Start of Extract provided

It was the closest apartment I could get.

I found the place, as we all do, on craigslist.org. But searching for sublets on Long Island is a very different experience than doing so for Manhattan. First off, there aren't nearly as many listings--and most are sprinkled along the coastline as easy options for quick Gothamite getaways. But worse is that without a car, you're restricted to places along the carotid artery of the LIRR train system. A week prior to the move I spent hours a day triangulating between craigslist, Google Maps and the MTA website, praying that somehow one apartment could harmonize across the board. One did, kind of. And it was nudging up to September. So I called.

Brandon turned out to be the nicest guy in the world. He charged me $600, no security, no big deal, he was a doctor-in-training and had been assigned to St. Luke's in the Upper West Side. Instead of leaving his room empty, he put it up. When I got there, he'd typed up a sheet of helpful information for me, gave me a little tour of the place in his car, was nothing but smiles. Away he went. Have a nice time.

Only problem was, I said the place "kind of" worked because, well, it wasn't actually anywhere near the office park. In the spirit of being a floater, there lies a fundamental need to embrace circumstances. MapQuest will tell you that the space between Avalon and the office is 18 miles; travel time, 25 minutes. The job started at 9 a.m.--but I was out my door before 7. Because from the apartment I had to walk a mile and a half, literally to the opposite end of Smithtown, to beat the 7:18 LIRR to the station. Most days, slow out of bed, I'd wind up speed-walking the whole way, in an awful mall-walker fashion that stung my stomach on two levels. One very late morning I honestly had to run the full stretch, in dress clothes, backpack on, choking for air, horribly out of shape. While I was still across the street I heard the train whistle blowing. Commence dead-sprint, followed by dry heaves. See, if I didn't make the 7:18 I literally couldn't get to work until 10:30. Think about that for a second. That's immigrant-level difficulty. But then, that's exactly what I was.

End of Extract provided
Start of Given information

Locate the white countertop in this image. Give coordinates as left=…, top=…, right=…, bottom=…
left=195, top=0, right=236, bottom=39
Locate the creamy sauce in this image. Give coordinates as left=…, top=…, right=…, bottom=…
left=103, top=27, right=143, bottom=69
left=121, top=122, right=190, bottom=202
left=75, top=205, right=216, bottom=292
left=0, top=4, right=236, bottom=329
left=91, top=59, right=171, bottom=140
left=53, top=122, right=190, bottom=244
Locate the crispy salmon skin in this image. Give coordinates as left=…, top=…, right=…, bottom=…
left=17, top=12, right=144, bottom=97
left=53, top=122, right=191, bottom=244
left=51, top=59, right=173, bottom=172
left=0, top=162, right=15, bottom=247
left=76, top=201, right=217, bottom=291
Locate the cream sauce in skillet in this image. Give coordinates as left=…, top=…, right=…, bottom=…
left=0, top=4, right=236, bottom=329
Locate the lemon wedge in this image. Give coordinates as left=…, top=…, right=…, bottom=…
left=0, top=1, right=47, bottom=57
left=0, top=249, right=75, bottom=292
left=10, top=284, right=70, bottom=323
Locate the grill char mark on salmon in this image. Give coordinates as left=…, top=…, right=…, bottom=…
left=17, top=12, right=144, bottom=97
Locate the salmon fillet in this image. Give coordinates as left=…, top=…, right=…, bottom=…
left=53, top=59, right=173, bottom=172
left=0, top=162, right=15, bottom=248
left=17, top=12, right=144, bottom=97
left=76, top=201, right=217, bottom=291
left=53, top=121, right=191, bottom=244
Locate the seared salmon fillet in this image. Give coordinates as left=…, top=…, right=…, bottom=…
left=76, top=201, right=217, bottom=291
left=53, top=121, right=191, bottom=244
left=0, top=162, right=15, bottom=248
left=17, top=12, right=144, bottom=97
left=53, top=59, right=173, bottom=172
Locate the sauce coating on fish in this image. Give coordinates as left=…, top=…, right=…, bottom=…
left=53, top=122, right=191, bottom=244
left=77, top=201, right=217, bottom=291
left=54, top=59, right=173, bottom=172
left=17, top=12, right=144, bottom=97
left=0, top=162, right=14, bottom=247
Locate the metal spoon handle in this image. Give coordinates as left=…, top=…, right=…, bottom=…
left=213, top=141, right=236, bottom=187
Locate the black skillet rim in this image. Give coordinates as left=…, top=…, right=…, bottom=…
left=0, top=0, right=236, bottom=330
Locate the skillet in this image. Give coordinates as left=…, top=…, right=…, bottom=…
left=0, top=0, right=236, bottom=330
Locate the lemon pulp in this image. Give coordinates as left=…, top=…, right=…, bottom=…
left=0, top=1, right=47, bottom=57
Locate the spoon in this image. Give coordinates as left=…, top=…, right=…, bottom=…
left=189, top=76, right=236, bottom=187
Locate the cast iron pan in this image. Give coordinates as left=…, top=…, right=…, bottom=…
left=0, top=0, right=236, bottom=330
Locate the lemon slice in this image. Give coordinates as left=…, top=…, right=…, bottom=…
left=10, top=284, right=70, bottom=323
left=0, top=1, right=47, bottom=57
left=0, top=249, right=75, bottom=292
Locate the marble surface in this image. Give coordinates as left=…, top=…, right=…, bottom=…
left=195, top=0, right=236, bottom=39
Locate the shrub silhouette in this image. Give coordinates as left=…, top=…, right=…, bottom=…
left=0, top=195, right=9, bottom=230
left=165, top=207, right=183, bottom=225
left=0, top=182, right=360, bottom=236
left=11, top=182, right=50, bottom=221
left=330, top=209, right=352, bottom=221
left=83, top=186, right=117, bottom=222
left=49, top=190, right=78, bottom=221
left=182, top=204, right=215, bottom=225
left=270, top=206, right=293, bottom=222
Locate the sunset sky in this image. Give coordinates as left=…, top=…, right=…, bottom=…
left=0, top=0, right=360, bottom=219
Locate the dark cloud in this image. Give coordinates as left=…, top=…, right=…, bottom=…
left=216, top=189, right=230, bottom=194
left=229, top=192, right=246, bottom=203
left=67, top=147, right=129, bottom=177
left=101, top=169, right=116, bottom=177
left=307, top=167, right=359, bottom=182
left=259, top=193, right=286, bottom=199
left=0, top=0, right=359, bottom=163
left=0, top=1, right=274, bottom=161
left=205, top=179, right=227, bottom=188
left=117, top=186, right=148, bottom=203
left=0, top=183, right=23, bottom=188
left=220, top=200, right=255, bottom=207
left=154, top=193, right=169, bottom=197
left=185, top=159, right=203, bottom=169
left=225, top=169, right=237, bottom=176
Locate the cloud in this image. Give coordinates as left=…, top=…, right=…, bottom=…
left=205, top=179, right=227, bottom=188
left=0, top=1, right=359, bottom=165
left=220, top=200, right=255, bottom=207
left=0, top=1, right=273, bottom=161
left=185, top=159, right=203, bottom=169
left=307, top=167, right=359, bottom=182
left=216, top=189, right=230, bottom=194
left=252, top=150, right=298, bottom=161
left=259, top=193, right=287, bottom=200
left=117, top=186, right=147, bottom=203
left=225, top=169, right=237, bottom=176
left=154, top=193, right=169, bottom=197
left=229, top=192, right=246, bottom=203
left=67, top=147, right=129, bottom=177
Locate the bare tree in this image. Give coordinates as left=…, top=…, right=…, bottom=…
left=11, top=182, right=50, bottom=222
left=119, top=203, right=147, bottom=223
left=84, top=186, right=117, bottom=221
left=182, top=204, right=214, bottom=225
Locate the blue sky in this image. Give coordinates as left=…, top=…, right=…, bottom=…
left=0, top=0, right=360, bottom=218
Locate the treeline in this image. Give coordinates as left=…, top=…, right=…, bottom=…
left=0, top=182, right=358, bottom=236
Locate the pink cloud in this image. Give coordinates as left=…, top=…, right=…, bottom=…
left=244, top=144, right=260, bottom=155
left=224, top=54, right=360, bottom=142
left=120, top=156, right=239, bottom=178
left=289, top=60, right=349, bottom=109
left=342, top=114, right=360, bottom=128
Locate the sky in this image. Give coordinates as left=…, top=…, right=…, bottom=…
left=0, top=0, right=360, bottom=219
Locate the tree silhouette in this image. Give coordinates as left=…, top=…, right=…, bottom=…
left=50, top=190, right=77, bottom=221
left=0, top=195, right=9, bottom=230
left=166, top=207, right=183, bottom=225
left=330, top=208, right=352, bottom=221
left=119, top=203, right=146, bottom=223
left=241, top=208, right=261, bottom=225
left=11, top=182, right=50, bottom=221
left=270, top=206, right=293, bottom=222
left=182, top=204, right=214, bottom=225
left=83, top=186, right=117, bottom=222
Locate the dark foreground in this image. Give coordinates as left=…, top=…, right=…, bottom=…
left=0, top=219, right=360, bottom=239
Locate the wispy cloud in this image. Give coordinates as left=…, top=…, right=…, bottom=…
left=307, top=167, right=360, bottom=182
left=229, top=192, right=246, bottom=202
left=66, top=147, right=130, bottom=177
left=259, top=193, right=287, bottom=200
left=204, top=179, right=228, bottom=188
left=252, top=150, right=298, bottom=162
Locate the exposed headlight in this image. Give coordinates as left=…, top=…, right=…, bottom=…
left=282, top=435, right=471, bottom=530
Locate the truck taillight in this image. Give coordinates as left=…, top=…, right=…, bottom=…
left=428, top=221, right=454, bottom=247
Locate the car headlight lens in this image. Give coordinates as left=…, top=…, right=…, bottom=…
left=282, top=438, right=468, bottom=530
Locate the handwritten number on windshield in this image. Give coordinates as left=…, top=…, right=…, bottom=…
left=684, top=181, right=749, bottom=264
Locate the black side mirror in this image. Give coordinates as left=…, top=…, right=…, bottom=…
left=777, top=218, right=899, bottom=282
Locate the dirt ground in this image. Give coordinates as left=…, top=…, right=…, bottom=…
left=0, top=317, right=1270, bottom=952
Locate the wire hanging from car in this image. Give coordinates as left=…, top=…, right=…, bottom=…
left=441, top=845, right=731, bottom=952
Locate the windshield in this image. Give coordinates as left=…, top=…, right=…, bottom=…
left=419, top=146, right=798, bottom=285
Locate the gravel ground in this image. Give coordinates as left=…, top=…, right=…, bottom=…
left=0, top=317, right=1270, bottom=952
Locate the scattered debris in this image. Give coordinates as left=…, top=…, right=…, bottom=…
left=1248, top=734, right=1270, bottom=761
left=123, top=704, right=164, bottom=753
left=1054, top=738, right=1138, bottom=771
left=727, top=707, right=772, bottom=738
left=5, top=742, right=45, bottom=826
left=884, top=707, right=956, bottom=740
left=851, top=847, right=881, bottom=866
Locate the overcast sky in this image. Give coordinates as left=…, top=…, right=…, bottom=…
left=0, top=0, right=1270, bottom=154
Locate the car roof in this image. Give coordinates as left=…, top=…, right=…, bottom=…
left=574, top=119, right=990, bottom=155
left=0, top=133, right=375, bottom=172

End of Given information

**Work order A**
Retype the part of the sublet essay from "Brandon turned out" to "a nice time.".
**Work order B**
Answer these questions about the sublet essay:
(i) How much did Brandon charge for the room?
(ii) Which hospital had Brandon been assigned to?
(iii) Which train did the writer need to catch to get to work on time?
**Work order C**
Carry on the sublet essay from its last sentence.
The material is separate from the sublet essay and has nothing to do with it.

**Reply A**
Brandon turned out to be the nicest guy in the world. He charged me $600, no security, no big deal, he was a doctor-in-training and had been assigned to St. Luke's in the Upper West Side. Instead of leaving his room empty, he put it up. When I got there, he'd typed up a sheet of helpful information for me, gave me a little tour of the place in his car, was nothing but smiles. Away he went. Have a nice time.

**Reply B**
(i) $600
(ii) St. Luke's in the Upper West Side
(iii) The 7:18 LIRR

**Reply C**
The LIRR got me to Hicksville at 8 a.m., but the bus that took me the rest of the way didn't leave until 8:30. Another half-hour ride later, I arrived at my desk. The trip was the same going back, although I got off work at 5 and the LIRR didn't leave until 6:50. I usually got home around 8.

So 13 hours, round-trip.

Funny thing was, I kind of enjoyed the experience. I read something like 800 pages in transit. The LIRR makes subway cars feel like hay-strewn truck beds. And it was always dawn or dusk when I walked. Smithtown itself was kind of cute, and few things were ever open during those book-ended hours. When I turned off the main road it fell silent. There were crickets. I could look up and see stars. The sky was black instead of that polluted urban burgundy. The last leg of the walk was through this crispy, rabbit-strewn field behind a static, glowing CVS Pharmacy. As far as suburban nostalgia goes, it doesn’t get much more visceral than this.

And the apartment was a perfect match for the experience. In a cubicle all day, come home to a clean, furnished, prefab apartment unit, the same as every other unit in the complex, gas grills, cable TV, an indoor gym and weight room in the common area--as basic and American as milk. For the month of September I rented out of the city and into the new American standard. That’s the great thing about subletting: your location becomes your perspective, your perspective becomes your identity, and for a month's rent you can transform into someone else for a little while. It’s just too bad that Brandon took all his clothes with him. You know, I’ve always wanted to become a doctor.